* _Bronfragment_
-------------------------

Mijn oudste dochter (4) stormt het schoolplein op, haar zusje (1,5) en ik lopen achter haar aan. De deuren van de school zijn nog dicht, dus troont ze ons mee naar de boomstronk waar ze het afgelopen weekend had gespeeld: ze was er ontelbare keren op geklommen en zo spectaculair mogelijk weer af gesprongen. Maar nu stopt ze, plots; twee jongetjes rijden met speelgoedautootjes op de boomstronk. Mijn dochter kijkt me beteuterd aan, ze gaat vlak bij de jongens staan, die spelen onverstoord verder. Ze zegt tegen me dat zij op de boomstam wil, ik zeg dat ze even moet wachten. Maar toch legt ze een hand op de stronk. Ik herhaal dat ze moet wachten, haar hand begint te schuiven, ik zeg haar naam, ze kijkt me niet aan en duwt langzaam de autootjes naar de rand van de boomstronk. Ik probeer uit te leggen dat ze haar beurt af moet wachten, maar produceer niet meer dan wat halfslachtig gestotter. De jongetjes kijken verbaasd op, pakken hun autootjes en druipen af.
Terwijl ik naar huis loop speel ik de scène af in mijn hoofd. Mijn correctie en uitleg dat het niet mocht waren flauwtjes, stil, omdat ik haar helemaal niet wílde corrigeren. Ze mag best haar ruimte claimen, assertief zijn. Sterker nog: ze moet wel in deze wereld. Dat ze dat doet ten koste van twee jongetjes: jammer, maar liever dat dan dat ze over zich heen laat lopen.
De avond voordien heb ik de laatste aflevering van Netflix-serie Adolescence gekeken. Ademloos zweefde ik door het trieste universum van de 13-jarige Jamie Miller, die een meisje neerstak. Het is een briljante serie, over jong zijn, man zijn en over de manosphere, de online fuik waarin jongens en mannen verstrikt kunnen raken, en waar influencers als Andrew Tate beweren dat vrouwen minderwaardig zijn en dat ze het bezit zijn van mannen.
Het beneemt me weleens de adem om twee dochters groot te brengen in deze wereld. Ik probeer mezelf gerust te stellen dat de manosphere ver van me staat, dat ik de zoon ben van een zachte vader, omringd word door zachte mannen. Maar dan zie ik een serie als Adolescence, waar die giftige mannelijkheid doordringt tot normale huiskamers, keurige wijken en doodgewone gezinnen. Het kwaad is uitzonderlijk, de context waarin het zich manifesteert banaal, nabij en uiterst herkenbaar.

-------------------------

* _Opdrachten_
- 1) Geef aan waarom de correctie van de dochter in de tekst over het schoolplein flauw en stil uitviel.
- 2) Citeer uit de tekst over het schoolplein letterlijk de passage die begint bij "De avond voordien" en doorloopt tot en met "zijn van mannen.".
- 3) Schrijf de tekst over het schoolplein verder vanaf de laatste zin.

* _Opgeslagen items_
-------------------------

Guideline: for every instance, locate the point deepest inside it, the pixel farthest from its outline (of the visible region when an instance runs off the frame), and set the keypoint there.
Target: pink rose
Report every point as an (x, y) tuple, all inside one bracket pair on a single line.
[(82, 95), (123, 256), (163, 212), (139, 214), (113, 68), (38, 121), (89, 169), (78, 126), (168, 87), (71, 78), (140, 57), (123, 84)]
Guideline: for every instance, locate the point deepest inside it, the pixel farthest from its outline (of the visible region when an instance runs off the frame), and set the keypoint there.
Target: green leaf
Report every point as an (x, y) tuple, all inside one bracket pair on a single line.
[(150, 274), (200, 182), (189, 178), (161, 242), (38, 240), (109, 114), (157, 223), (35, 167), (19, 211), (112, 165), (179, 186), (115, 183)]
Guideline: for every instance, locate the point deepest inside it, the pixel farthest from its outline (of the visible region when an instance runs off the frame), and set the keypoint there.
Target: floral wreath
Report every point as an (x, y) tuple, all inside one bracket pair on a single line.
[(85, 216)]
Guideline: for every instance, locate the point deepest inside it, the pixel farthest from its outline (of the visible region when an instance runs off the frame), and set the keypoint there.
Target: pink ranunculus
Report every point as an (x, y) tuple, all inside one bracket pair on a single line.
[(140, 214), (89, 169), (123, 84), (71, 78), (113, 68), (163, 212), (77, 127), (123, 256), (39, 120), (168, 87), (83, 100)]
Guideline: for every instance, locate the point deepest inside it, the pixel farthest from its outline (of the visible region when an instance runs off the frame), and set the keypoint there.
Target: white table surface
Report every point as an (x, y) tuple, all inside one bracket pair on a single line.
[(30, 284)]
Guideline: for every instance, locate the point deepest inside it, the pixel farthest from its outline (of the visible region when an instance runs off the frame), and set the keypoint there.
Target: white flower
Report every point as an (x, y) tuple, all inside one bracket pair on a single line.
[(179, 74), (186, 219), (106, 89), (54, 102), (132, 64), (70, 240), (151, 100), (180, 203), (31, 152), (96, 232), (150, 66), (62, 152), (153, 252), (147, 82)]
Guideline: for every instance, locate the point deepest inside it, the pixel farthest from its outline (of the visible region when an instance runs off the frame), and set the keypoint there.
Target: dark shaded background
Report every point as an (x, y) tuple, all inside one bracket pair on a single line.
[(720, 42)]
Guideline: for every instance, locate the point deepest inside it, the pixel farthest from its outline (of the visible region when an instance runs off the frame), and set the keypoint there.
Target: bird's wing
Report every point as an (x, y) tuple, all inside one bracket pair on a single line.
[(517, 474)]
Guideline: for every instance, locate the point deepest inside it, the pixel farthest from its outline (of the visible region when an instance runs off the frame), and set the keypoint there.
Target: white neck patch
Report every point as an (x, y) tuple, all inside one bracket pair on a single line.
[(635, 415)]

-------------------------

* _Resultaten_
- 1) De ik-figuur wilde de dochter helemaal niet corrigeren. Volgens de tekst mag ze best haar ruimte claimen en assertief zijn, en liever dat dan dat ze over zich heen laat lopen.

- 2)
De avond voordien heb ik de laatste aflevering van Netflix-serie Adolescence gekeken. Ademloos zweefde ik door het trieste universum van de 13-jarige Jamie Miller, die een meisje neerstak. Het is een briljante serie, over jong zijn, man zijn en over de manosphere, de online fuik waarin jongens en mannen verstrikt kunnen raken, en waar influencers als Andrew Tate beweren dat vrouwen minderwaardig zijn en dat ze het bezit zijn van mannen.

- 3)
Kooi
In haar boek Radeloze helden (2023) kijkt emeritus hoogleraar genderstudies Maaike Meijer naar mannelijke hoofdpersonages: ze onderzoekt hoe die worden opgevoerd en wat dat zegt over de mannelijke conditie. Ze doet dat door, zoals ze tijdens een lezing over haar boek vertelde, „befaamde romans van mannelijke auteurs […] niet te benaderen als universele teksten, maar als mannenteksten […] over de mannelijke conditie”. De mannen in de boeken en films die ze analyseert zijn gekrenkt: ooit stonden ze bovenaan de ladder, nu niet meer, en dat gevoel van miskenning leidt tot verzet. Een klassiek voorbeeld vindt Meijer bij kapitein Ahab, die Moby Dick, de witte walvis, wil achtervolgen en doden omdat die zijn been afbeet (en hem dus castreerde, in de freudiaanse lezing van Meijer). Ahabs wrok en aangetaste mannelijke eer jagen zo goed als de hele bemanning de dood in.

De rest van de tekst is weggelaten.